PROBLEM
Once the data has been read, restate all of it exactly.

(Items from a dataset)

[Start of Attachment]

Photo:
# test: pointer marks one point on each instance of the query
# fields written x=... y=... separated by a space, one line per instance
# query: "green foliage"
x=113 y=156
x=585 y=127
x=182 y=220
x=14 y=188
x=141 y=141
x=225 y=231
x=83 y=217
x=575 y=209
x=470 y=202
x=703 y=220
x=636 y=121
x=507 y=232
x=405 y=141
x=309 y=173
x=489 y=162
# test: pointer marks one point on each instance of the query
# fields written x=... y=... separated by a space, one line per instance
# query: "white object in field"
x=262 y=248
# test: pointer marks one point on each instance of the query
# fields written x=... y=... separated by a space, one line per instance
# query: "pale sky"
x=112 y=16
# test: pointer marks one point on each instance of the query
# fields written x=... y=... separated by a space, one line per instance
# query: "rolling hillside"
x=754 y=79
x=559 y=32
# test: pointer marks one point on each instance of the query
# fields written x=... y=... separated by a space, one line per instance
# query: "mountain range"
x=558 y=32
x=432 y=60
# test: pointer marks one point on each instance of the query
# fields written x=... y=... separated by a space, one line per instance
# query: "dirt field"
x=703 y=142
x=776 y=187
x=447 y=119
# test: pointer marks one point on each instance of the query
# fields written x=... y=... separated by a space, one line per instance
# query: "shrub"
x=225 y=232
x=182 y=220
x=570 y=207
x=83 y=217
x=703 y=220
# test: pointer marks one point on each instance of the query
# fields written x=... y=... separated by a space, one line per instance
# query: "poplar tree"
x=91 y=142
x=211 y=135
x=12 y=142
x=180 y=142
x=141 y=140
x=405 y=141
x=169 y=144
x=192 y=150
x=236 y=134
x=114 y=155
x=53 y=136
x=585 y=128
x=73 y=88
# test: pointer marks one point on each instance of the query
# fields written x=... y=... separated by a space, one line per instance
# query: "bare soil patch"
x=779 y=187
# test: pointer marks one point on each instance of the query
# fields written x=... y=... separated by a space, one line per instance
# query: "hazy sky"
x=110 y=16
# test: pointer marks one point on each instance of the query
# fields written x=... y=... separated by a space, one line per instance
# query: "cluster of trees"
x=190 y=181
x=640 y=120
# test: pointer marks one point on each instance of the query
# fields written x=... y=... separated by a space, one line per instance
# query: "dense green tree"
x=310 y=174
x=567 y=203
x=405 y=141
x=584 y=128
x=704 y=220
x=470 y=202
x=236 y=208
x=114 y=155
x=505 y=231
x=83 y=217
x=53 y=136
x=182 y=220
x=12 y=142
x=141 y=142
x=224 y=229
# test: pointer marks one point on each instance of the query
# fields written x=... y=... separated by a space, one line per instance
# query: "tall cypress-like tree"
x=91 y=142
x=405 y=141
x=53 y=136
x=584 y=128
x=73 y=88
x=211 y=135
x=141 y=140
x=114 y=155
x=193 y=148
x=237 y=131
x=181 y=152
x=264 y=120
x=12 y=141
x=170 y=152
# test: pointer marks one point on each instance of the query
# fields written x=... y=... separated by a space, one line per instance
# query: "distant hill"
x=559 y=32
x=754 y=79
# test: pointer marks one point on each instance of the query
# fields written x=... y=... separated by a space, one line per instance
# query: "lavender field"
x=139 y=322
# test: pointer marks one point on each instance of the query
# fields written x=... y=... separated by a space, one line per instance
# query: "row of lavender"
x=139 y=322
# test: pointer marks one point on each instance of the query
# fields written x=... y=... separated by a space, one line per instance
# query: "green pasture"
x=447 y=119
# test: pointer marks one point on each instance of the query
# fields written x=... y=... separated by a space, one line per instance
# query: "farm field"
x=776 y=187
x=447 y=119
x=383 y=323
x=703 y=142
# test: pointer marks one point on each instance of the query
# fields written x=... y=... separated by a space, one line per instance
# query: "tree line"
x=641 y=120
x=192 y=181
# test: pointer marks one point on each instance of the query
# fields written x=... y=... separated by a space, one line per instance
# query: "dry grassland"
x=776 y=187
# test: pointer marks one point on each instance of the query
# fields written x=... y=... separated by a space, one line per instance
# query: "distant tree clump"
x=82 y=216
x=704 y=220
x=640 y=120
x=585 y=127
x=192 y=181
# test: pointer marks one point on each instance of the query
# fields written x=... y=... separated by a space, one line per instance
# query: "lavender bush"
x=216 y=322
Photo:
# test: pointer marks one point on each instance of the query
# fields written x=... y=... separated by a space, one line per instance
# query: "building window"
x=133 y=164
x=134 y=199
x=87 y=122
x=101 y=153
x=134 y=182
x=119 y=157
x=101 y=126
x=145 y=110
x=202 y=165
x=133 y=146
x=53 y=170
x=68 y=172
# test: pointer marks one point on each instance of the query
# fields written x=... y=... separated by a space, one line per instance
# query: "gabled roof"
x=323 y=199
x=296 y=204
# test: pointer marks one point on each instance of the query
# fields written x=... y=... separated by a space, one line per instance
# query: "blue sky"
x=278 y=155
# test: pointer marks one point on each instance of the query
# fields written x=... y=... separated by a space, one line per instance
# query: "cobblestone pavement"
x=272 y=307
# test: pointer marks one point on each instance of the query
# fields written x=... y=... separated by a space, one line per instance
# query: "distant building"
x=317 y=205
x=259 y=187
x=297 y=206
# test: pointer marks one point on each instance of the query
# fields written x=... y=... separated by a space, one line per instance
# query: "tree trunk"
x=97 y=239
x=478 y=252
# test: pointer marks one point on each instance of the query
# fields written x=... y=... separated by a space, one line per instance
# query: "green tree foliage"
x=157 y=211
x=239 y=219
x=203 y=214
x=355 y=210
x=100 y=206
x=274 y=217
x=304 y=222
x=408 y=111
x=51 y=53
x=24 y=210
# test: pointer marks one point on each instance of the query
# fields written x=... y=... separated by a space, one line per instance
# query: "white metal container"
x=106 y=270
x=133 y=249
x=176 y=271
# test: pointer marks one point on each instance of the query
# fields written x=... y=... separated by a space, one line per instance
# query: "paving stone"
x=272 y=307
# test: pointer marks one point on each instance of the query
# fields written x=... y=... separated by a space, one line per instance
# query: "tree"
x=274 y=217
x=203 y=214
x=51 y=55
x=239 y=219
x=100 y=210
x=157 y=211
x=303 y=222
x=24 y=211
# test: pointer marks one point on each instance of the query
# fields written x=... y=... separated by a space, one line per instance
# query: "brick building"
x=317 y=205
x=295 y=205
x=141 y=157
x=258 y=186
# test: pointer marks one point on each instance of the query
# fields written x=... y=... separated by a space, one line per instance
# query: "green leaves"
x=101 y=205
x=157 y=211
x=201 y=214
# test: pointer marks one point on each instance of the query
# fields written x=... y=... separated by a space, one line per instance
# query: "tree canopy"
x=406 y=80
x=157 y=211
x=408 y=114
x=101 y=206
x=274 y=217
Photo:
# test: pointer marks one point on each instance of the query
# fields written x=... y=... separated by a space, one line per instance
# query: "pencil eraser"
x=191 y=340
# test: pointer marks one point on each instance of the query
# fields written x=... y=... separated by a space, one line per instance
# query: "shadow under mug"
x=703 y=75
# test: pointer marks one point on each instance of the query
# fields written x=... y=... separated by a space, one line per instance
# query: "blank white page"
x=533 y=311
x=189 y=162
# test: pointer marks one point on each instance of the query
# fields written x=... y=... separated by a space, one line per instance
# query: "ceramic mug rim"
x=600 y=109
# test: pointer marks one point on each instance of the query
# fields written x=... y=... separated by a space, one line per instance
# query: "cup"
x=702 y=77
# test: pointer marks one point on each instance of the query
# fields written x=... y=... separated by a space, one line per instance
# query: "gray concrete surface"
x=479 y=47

[End of Attachment]

ANSWER TO THIS PROBLEM
Photo:
# test: pointer marks one point on each instance of the query
# fields written x=... y=... separated by a space, one line per instance
# query: "green foliage"
x=113 y=156
x=585 y=127
x=182 y=220
x=14 y=188
x=141 y=141
x=225 y=231
x=83 y=217
x=575 y=209
x=470 y=202
x=703 y=220
x=636 y=121
x=507 y=232
x=405 y=141
x=309 y=173
x=489 y=162
# test: pointer marks one point on each instance of the query
# fields written x=... y=... separated by a space, one line per instance
# query: "white object in field"
x=262 y=248
# test: pointer marks one point on each instance of the query
# fields written x=... y=... separated by a space, one line per instance
# query: "pale sky"
x=112 y=16
# test: pointer marks one point on each instance of the query
# fields written x=... y=... separated by a space, one line per instance
# query: "rolling hillside"
x=754 y=79
x=559 y=32
# test: pointer marks one point on each instance of the query
# fields written x=... y=... separated by a space, one line per instance
# query: "mountain range"
x=558 y=32
x=432 y=60
# test: pointer marks one point on each instance of the query
# fields written x=... y=... separated by a space, one line per instance
# query: "dirt field"
x=703 y=142
x=776 y=187
x=447 y=119
# test: pointer marks one point on each instance of the query
# fields written x=... y=... separated by a space, one line per instance
# query: "shrub"
x=225 y=232
x=182 y=220
x=570 y=207
x=83 y=217
x=703 y=220
# test: pointer marks one point on each instance of the query
# fields written x=... y=... separated by a space, one line per instance
# query: "poplar tree"
x=91 y=142
x=211 y=135
x=12 y=142
x=180 y=142
x=141 y=140
x=405 y=141
x=169 y=144
x=192 y=150
x=236 y=134
x=114 y=155
x=53 y=136
x=585 y=128
x=73 y=88
# test: pointer marks one point on each instance of the query
# fields written x=... y=... separated by a space, one line per instance
# query: "bare soil patch"
x=779 y=187
# test: pointer marks one point on each instance of the query
# fields written x=... y=... separated by a space, one line per instance
# query: "hazy sky"
x=110 y=16
# test: pointer marks one point on each instance of the query
# fields written x=... y=... separated by a space, one line per instance
# query: "cluster of trees"
x=190 y=181
x=640 y=120
# test: pointer marks one point on each instance of the query
# fields written x=... y=... separated by a space, one line per instance
# query: "dense green tree"
x=310 y=174
x=567 y=203
x=405 y=141
x=584 y=128
x=704 y=220
x=470 y=202
x=236 y=208
x=114 y=155
x=505 y=231
x=83 y=217
x=53 y=136
x=182 y=220
x=12 y=142
x=141 y=142
x=224 y=229
# test: pointer marks one point on each instance of the query
# fields written x=... y=... separated by a space, one line per instance
# query: "tall cypress-like tree"
x=91 y=142
x=405 y=141
x=53 y=136
x=584 y=128
x=73 y=88
x=211 y=135
x=141 y=140
x=114 y=155
x=193 y=148
x=237 y=131
x=181 y=152
x=264 y=120
x=12 y=141
x=170 y=152
# test: pointer marks one point on each instance of the query
# fields written x=... y=... separated by a space, one line per instance
# query: "distant hill"
x=559 y=32
x=754 y=79
# test: pointer marks one point on each instance of the query
# fields written x=... y=... separated by a space, one line per instance
# query: "lavender field"
x=139 y=322
# test: pointer marks one point on each instance of the query
# fields written x=... y=... separated by a space, one line per instance
# query: "row of lavender"
x=139 y=322
# test: pointer marks one point on each instance of the query
# fields written x=... y=... separated by a space, one line per instance
# query: "green pasture"
x=447 y=119
# test: pointer marks one point on each instance of the query
# fields written x=... y=... separated by a space, one line per instance
# query: "farm field"
x=776 y=187
x=447 y=119
x=383 y=323
x=703 y=142
# test: pointer marks one point on each instance of the query
# fields written x=... y=... separated by a space, one line per instance
# query: "tree line"
x=641 y=120
x=192 y=181
# test: pointer marks one point on each instance of the query
# fields written x=... y=... separated by a space, one line per instance
# query: "dry grassland"
x=776 y=187
# test: pointer marks one point on each instance of the query
# fields written x=... y=... separated by a space, one line per instance
# query: "distant tree clump"
x=82 y=216
x=704 y=220
x=640 y=120
x=585 y=127
x=192 y=181
# test: pointer marks one point on each instance of the query
# fields written x=... y=... separated by a space, one line per instance
# query: "lavender bush"
x=216 y=322
Photo:
# test: pointer marks one point on each instance of the query
# fields written x=... y=... separated by a space, one line per instance
# query: "building window"
x=133 y=164
x=134 y=199
x=87 y=122
x=101 y=153
x=134 y=182
x=119 y=157
x=101 y=126
x=145 y=110
x=202 y=165
x=133 y=146
x=53 y=170
x=68 y=172
# test: pointer marks one point on each instance of the query
# fields written x=... y=... separated by a space, one line per instance
# query: "gabled roof"
x=323 y=199
x=296 y=204
# test: pointer marks one point on each instance of the query
# fields written x=... y=... separated by a space, one line per instance
# query: "blue sky"
x=278 y=155
# test: pointer marks one point on each instance of the query
# fields written x=... y=... separated by a space, one line per instance
# query: "cobblestone pavement"
x=272 y=307
# test: pointer marks one point on each instance of the query
# fields written x=... y=... separated by a space, one line per instance
# query: "distant building"
x=317 y=205
x=259 y=187
x=297 y=206
# test: pointer marks one point on each instance of the query
# fields written x=... y=... separated by a space, one line per instance
# query: "tree trunk"
x=97 y=239
x=478 y=252
# test: pointer marks one point on each instance of the query
# fields written x=... y=... separated by a space, one line per instance
# query: "green tree foliage"
x=157 y=211
x=239 y=219
x=203 y=214
x=355 y=210
x=100 y=206
x=274 y=217
x=304 y=222
x=408 y=111
x=51 y=53
x=24 y=210
# test: pointer marks one point on each instance of the query
# fields written x=... y=... separated by a space, one line per instance
# query: "white metal container"
x=106 y=270
x=133 y=249
x=176 y=271
# test: pointer marks one point on each instance of the query
# fields written x=... y=... separated by a space, one line per instance
# query: "paving stone"
x=272 y=307
# test: pointer marks one point on each instance of the query
# fields written x=... y=... separated by a space, one line per instance
# query: "tree"
x=274 y=217
x=203 y=214
x=51 y=55
x=239 y=219
x=100 y=210
x=157 y=211
x=303 y=222
x=24 y=211
# test: pointer marks one point on each instance of the query
# fields written x=... y=... separated by a space, one line per instance
# query: "brick building"
x=317 y=205
x=295 y=205
x=141 y=157
x=258 y=186
# test: pointer marks one point on each instance of the query
# fields written x=... y=... separated by a space, one line per instance
# query: "green leaves"
x=101 y=205
x=157 y=211
x=201 y=214
# test: pointer marks one point on each instance of the query
# fields written x=... y=... separated by a space, one line per instance
# query: "tree canopy"
x=406 y=80
x=157 y=211
x=408 y=114
x=101 y=206
x=274 y=217
Photo:
# test: pointer marks one point on each instance of the query
# fields written x=... y=... separated by a space, one line per instance
# query: "pencil eraser"
x=191 y=340
# test: pointer marks one point on each instance of the query
# fields written x=... y=... separated by a space, one line per instance
# query: "shadow under mug"
x=703 y=75
# test: pointer marks one point on each instance of the query
# fields written x=... y=... separated by a space, one line per instance
# query: "blank white page"
x=533 y=311
x=189 y=162
# test: pointer marks one point on each instance of the query
# fields written x=... y=... separated by a space, one line per instance
# query: "ceramic mug rim"
x=600 y=109
# test: pointer marks one point on each instance of the query
# fields written x=... y=... separated by a space, one line per instance
# query: "cup"
x=702 y=77
# test: pointer marks one point on each instance of the query
# fields written x=... y=... separated by a space, one line per instance
# query: "gray concrete surface"
x=479 y=47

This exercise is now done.